▶ _Texto proporcionado_
Se han ido en silencio, tal vez demasiado, callados y resignados como vivieron. Hombres y mujeres anónimos, gente obrera, de barrio humilde, llegada de todos los puntos cardinales de España. Ellos formaron el vecindario de lo que fue el antiguo Barrio del Pilar, un barrio de edificios grandes y pisos pequeños, sin zonas verdes, ni líneas de metro o autobuses que facilitaran su acercamiento a otros barrios de Madrid. Ellos fueron los pioneros, los que sólo tenían el microbús M-3 para ir a la Plaza de Callao, un autobús chiquito y amarillo. Entonces no existía la Vaguada, ni la Ciudad de los Periodistas. Cuando ellos vinieron a vivir aquí era como ir al fin del mundo. Pero aquí se quedaron y aquí criaron a sus hijos, y echaron raíces: extremeños, andaluces, castellanos, leoneses, asturianos, gallegos, etcétera. Todos convivieron sin problemas haciendo que el barrio se pareciera un poco a sus pueblos, a sus queridos y, entonces, lejanos terruños. Y ahora se han marchado, se han ido casi por la puerta de atrás, sin que nos enteráramos, aunque sí se nota en el paseo y en los bancos que algo pasa. Ayer supe que la mortandad en nuestro barrio ha sido atroz: diecisiete fallecidos en sólo dos plazas: Verín y Corcubión, ocho en un solo portal de la calle Ponferrada, y así podíamos seguir.
Ya no veremos más a la señora Pepa, ni al señor Francisco, el de la panadería, ni al bonachón de Emilio, que se nos ha ido sólo con 50 años, ni a la recompuesta vecina que era siempre la primera en la peluquería y después, con el buen tiempo, acudía a su cita diaria con sus amigas de tertulia bien guapa y repeinada, o aquella otra que, empujando su andador, avanzaba renqueante hasta su banco favorito donde se sentaba a ver pasar la gente hasta que otra solitaria figura se sentaba a su lado y entonces se sentía menos sola, porque ya tenía con quien hablar. Simplemente iba a eso, a tener contacto con el mundo exterior, porque ese ratico en la calle rompía la monotonía de su vida y le hacía vivir por unos minutos la ilusión de que aún podía gozar de las pequeñas cosas que hacen la vida amable. Y el abuelito de espalda encorvada que se apoyaba en su bastón y, arrastrando los pies, se daba su paseíto, cortito, porque las piernas aguantaban poco. Luego se juntaba con otros jubilados en el solicitado banco de la esquina y charlaban de sus cosas. Y se reían, y contaban chistes mil veces contados, y miraban cuando pasaba una chica guapa y aún les brillaban los ojitos pensando eso que pensamos los mayores cuando nos damos cuenta de cómo pasan los años «¡Quién pudiera volver atrás!»

Elementos de datos:
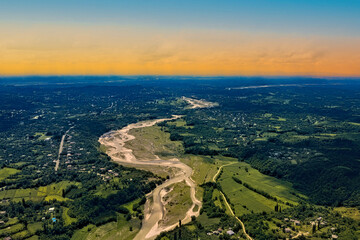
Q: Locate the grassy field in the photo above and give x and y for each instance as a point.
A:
(178, 202)
(67, 219)
(219, 201)
(110, 231)
(204, 167)
(47, 193)
(12, 229)
(246, 200)
(353, 213)
(7, 172)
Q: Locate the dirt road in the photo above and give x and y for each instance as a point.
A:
(228, 205)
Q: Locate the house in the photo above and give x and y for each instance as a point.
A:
(230, 232)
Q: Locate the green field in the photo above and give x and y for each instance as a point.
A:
(178, 202)
(109, 231)
(7, 172)
(152, 141)
(67, 219)
(12, 229)
(246, 200)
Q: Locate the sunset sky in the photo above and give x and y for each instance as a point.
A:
(197, 37)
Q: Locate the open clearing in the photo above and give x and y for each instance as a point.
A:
(47, 193)
(110, 231)
(246, 200)
(7, 172)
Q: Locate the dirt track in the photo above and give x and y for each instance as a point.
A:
(115, 141)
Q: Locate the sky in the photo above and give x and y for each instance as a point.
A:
(197, 37)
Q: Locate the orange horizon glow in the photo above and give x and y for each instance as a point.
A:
(74, 50)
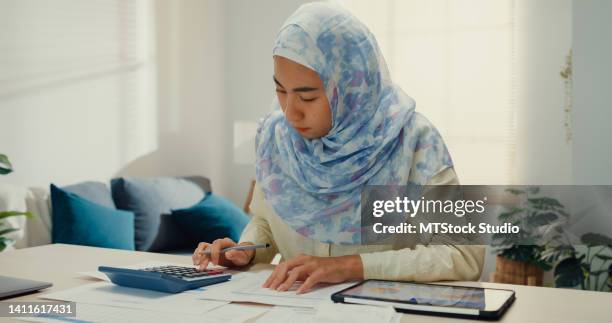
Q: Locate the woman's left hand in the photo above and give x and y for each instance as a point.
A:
(312, 270)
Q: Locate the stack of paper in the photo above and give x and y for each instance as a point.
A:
(246, 287)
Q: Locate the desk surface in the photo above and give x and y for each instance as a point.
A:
(59, 264)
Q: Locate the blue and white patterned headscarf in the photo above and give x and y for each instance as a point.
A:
(314, 185)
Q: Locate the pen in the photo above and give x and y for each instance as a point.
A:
(242, 247)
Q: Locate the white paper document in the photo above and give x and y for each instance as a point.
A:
(231, 313)
(247, 288)
(104, 293)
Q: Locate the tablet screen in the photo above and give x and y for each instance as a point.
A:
(422, 294)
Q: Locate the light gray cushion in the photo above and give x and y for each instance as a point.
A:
(149, 198)
(96, 192)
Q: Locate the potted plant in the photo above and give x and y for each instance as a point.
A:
(519, 257)
(588, 267)
(5, 241)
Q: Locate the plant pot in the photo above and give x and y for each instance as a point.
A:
(516, 272)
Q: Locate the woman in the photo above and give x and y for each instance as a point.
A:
(340, 124)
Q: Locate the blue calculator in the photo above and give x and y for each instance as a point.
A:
(167, 279)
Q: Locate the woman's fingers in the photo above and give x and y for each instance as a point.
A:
(238, 257)
(283, 269)
(293, 276)
(217, 246)
(312, 280)
(199, 259)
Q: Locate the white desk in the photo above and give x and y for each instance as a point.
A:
(59, 263)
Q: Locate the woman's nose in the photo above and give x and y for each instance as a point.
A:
(292, 111)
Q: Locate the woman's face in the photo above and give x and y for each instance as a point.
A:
(302, 98)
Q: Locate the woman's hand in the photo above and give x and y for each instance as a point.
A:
(312, 270)
(232, 258)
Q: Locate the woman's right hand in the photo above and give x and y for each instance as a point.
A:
(232, 258)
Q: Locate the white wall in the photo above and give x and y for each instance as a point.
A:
(543, 39)
(250, 29)
(75, 86)
(592, 89)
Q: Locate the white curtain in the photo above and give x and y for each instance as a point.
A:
(456, 59)
(77, 87)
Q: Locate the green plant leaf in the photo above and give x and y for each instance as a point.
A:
(596, 239)
(6, 214)
(540, 219)
(545, 203)
(515, 191)
(534, 190)
(5, 165)
(9, 230)
(568, 273)
(604, 257)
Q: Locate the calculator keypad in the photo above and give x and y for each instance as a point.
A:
(187, 273)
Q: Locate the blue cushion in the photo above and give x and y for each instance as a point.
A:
(79, 221)
(149, 198)
(213, 218)
(96, 192)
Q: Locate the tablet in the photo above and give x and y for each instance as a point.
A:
(433, 299)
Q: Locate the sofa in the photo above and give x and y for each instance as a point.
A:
(152, 201)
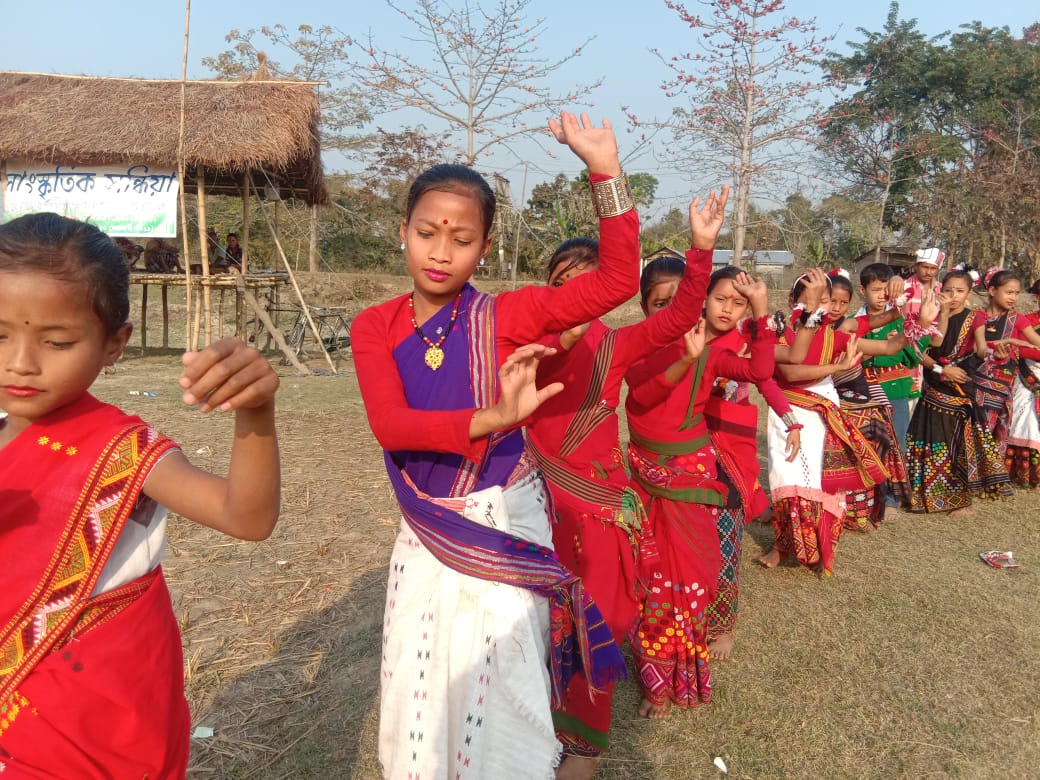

▶ _Lista de tareas_
A) Según el texto sobre el antiguo Barrio del Pilar, ¿son ciertas estas afirmaciones? Responde sí o no a cada una y copia las palabras del texto que lo deciden. (i) Los primeros vecinos solo tenían el microbús M-3 para llegar a la Plaza de Callao. (ii) El barrio tenía muchas zonas verdes. (iii) Emilio murió con 70 años.
B) Sigue escribiendo el texto sobre el antiguo Barrio del Pilar a partir de su última frase.

▶ _Resultados esperados_
A)
(i) Sí: «los que sólo tenían el microbús M-3 para ir a la Plaza de Callao».
(ii) No: «sin zonas verdes».
(iii) No: «que se nos ha ido sólo con 50 años».

B)
Y quiero que este obituario sea para todos ellos, para los numerosos vecinos de mi querido Barrio del Pilar, que se han ido sin que podamos consolar a sus familias. Porque como ser humano me aterra pensar cómo habrán sido sus últimos días en la frialdad de un hospital, solos, sin sus familiares, sin sus hijos y nietos. Aterrorizados, aferrándose a la vida que se les escapaba. Y lo hago simplemente porque me duelen sus muertes, y aunque no sepa sus nombres, ellos saben que este homenaje es para ellos, para todos sin excepción, porque todos eran importantes y un día fueron jóvenes y vivieron sus vidas y sus pasiones lo mejor que supieron.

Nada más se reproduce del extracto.